━━━━━ Выбранный фрагмент

Особенно хорошо это выражено в изумительных по силе и блеску стихах:
Освежив горячее тело Благовонной ночною тьмой, Вновь берётся земля за дело, Непонятное ей самой. Наливает зеленым соком Детски нежные стебли трав И багряным, дивно высоким Благородное сердце льва. [54] И всегда желая иного, На голодный и жаркий песок Проливает снова и снова И зеленый, и красный сок. С сотворенья мира стократы, Умирая, менялся прах, Этот камень рычал когда-то, Этот плющ парил в облаках. Убивая и воскрешая, Набухать вселенской душой, В этом воля земли святая, Непонятная ей самой.
Конечно, и в этих стихах не душа Гумилева, а только его эрудиция. Взяв свой мир из книг, он не мог не взять оттуда же и религию этого мира.

━━━━━━━━━━
━━━━━ Учебный материал

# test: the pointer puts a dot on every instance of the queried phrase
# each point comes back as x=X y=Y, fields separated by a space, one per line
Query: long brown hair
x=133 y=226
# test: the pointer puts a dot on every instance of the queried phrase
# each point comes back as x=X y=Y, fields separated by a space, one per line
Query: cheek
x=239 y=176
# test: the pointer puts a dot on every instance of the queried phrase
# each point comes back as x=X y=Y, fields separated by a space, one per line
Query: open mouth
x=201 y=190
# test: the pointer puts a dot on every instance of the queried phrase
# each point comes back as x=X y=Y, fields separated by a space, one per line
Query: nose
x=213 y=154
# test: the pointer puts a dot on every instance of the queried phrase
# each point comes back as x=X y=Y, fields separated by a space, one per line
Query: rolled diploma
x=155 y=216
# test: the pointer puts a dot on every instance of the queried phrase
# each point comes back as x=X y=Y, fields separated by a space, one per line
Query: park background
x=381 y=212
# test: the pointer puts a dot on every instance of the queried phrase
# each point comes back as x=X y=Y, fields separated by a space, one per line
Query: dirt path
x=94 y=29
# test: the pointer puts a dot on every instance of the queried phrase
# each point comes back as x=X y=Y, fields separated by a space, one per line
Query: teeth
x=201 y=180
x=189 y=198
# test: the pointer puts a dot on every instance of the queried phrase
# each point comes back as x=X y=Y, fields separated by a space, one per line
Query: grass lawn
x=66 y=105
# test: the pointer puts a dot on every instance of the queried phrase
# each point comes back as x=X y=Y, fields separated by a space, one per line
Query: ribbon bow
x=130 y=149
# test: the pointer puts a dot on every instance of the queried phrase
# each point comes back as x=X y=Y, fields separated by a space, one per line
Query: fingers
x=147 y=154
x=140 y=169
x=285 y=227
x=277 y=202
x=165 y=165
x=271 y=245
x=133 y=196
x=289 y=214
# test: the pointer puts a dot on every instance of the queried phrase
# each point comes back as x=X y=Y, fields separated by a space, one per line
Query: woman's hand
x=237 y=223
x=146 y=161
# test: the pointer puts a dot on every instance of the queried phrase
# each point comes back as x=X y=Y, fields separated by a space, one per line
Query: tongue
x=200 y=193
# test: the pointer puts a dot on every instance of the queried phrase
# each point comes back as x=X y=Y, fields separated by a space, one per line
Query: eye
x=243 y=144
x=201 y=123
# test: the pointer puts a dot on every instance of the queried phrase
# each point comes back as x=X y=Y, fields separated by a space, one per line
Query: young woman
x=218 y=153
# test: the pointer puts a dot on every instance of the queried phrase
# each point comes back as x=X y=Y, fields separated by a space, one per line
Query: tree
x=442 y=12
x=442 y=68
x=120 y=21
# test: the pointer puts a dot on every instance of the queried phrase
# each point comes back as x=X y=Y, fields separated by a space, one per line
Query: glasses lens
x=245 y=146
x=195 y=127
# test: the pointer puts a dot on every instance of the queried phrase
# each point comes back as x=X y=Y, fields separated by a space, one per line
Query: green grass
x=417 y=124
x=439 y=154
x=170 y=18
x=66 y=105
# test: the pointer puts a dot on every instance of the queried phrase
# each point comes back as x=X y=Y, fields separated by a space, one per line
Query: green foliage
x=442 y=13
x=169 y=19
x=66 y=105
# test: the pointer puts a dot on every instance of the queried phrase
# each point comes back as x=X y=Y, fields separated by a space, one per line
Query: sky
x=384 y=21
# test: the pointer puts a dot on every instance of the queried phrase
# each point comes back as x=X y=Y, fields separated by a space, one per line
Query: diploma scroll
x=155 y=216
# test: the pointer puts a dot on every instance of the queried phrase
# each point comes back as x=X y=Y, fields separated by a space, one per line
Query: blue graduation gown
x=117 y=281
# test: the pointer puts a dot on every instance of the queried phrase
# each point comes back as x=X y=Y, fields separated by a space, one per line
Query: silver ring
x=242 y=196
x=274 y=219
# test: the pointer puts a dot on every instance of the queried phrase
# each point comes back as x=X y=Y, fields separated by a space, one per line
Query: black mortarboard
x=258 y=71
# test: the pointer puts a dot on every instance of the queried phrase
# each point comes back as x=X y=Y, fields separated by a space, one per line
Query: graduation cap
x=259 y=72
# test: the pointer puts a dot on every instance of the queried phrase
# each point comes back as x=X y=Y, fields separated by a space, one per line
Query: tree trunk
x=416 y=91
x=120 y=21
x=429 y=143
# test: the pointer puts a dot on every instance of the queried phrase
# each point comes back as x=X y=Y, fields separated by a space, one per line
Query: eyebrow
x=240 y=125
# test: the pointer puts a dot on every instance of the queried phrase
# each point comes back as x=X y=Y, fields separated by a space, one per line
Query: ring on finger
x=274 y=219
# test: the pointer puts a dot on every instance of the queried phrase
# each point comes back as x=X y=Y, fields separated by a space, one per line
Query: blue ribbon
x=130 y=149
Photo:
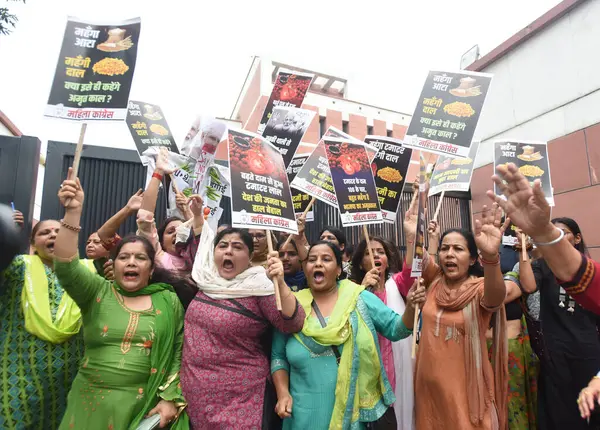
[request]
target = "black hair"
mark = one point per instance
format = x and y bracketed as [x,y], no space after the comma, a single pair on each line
[574,227]
[244,235]
[338,233]
[475,269]
[358,273]
[334,248]
[163,227]
[184,288]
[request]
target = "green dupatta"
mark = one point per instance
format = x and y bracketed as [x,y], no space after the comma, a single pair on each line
[359,396]
[162,354]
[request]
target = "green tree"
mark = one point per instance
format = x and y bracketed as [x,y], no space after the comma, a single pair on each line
[8,20]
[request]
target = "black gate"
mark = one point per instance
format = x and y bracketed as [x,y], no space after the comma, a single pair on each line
[108,176]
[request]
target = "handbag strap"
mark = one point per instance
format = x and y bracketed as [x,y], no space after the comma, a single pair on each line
[335,349]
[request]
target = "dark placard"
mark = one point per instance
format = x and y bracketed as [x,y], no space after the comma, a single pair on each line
[453,174]
[286,128]
[289,90]
[260,191]
[390,167]
[300,199]
[353,182]
[149,127]
[447,113]
[531,159]
[314,177]
[419,250]
[94,71]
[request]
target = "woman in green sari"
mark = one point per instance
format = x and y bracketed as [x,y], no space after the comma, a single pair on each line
[316,372]
[133,332]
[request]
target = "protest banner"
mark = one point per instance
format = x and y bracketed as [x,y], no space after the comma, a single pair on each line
[301,200]
[94,71]
[389,167]
[260,192]
[289,90]
[148,127]
[447,113]
[353,182]
[286,128]
[531,158]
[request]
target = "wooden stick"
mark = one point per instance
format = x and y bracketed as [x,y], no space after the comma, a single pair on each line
[416,325]
[275,281]
[77,158]
[372,257]
[437,210]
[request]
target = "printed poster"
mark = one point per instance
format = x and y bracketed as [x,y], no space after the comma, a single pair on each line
[453,174]
[286,128]
[300,199]
[260,191]
[531,159]
[419,250]
[148,127]
[447,113]
[353,182]
[94,71]
[289,90]
[390,167]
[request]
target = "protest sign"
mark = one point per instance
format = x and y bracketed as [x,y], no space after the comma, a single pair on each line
[353,182]
[390,167]
[289,90]
[453,174]
[531,158]
[94,71]
[260,192]
[148,127]
[447,113]
[286,128]
[300,199]
[419,246]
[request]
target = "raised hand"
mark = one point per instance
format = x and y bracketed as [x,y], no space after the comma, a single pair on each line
[71,192]
[526,206]
[489,231]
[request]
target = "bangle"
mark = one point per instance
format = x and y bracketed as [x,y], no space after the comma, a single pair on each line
[69,226]
[490,263]
[553,242]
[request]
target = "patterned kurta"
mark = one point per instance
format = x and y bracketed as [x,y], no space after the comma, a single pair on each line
[224,367]
[36,375]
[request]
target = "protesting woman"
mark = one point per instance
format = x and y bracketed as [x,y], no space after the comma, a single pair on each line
[396,356]
[133,332]
[39,337]
[331,375]
[455,384]
[225,369]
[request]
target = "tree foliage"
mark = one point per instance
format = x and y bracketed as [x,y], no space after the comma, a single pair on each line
[8,20]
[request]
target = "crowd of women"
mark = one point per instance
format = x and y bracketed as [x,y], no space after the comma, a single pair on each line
[180,324]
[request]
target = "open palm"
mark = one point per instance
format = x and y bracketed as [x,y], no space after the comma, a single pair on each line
[488,231]
[526,206]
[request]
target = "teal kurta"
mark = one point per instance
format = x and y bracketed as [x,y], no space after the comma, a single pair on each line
[36,375]
[313,374]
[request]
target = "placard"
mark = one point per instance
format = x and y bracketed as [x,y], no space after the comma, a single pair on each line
[447,113]
[286,128]
[94,71]
[300,199]
[531,158]
[389,167]
[148,127]
[353,182]
[260,191]
[289,90]
[453,174]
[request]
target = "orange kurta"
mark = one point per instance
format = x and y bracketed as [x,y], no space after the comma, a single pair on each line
[440,374]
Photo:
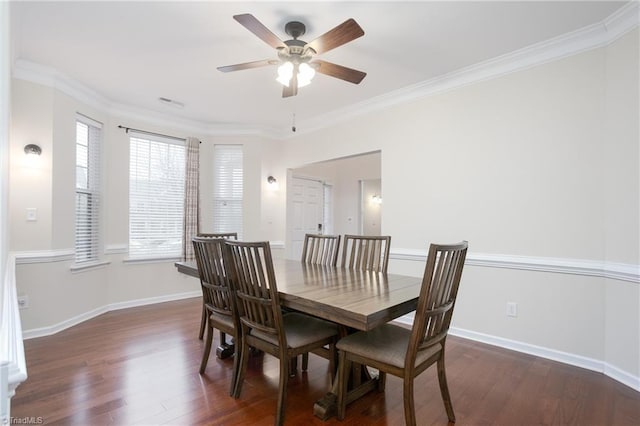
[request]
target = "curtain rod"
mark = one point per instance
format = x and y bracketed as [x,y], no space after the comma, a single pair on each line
[126,129]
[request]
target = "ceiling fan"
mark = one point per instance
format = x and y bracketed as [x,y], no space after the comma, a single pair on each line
[297,65]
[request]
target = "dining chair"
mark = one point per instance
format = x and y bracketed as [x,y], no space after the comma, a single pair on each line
[406,353]
[203,320]
[366,252]
[263,324]
[320,249]
[218,300]
[225,235]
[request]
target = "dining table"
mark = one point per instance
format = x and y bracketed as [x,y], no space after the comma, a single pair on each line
[354,299]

━━━━━━━━━━

# Задания:
**1.** Перечислите все цвета, названные в стихах из выбранного фрагмента.
**2.** Выведите без изменений часть выбранного фрагмента от слов «Особенно хорошо это» до слов «Непонятная ей самой.».

# Ответы:
**1.** Зеленый («зеленым соком», «зеленый… сок»), багряный («багряным»), красный («красный сок»).

**2.**
Особенно хорошо это выражено в изумительных по силе и блеску стихах:
Освежив горячее тело Благовонной ночною тьмой, Вновь берётся земля за дело, Непонятное ей самой. Наливает зеленым соком Детски нежные стебли трав И багряным, дивно высоким Благородное сердце льва. [54] И всегда желая иного, На голодный и жаркий песок Проливает снова и снова И зеленый, и красный сок. С сотворенья мира стократы, Умирая, менялся прах, Этот камень рычал когда-то, Этот плющ парил в облаках. Убивая и воскрешая, Набухать вселенской душой, В этом воля земли святая, Непонятная ей самой.